The records

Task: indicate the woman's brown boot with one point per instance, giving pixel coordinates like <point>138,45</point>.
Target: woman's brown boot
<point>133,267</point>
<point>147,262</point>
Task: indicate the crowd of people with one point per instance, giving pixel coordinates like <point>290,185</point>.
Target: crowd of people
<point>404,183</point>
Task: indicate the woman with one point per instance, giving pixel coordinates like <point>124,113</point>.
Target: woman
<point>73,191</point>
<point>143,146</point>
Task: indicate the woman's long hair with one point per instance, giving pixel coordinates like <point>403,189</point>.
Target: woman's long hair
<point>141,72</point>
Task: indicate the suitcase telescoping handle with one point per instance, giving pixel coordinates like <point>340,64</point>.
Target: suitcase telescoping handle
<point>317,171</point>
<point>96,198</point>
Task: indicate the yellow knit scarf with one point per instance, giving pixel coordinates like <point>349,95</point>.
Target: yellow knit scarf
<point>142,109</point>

Your objective
Can you return, word for word, everything in the records from the line containing "Task: indicate the suitcase" down to the line containing "<point>96,198</point>", including both of those lines?

Written answer
Task: indicate the suitcase telescoping handle with one point per instance, giving pixel coordinates like <point>340,64</point>.
Target: suitcase telescoping handle
<point>317,171</point>
<point>96,198</point>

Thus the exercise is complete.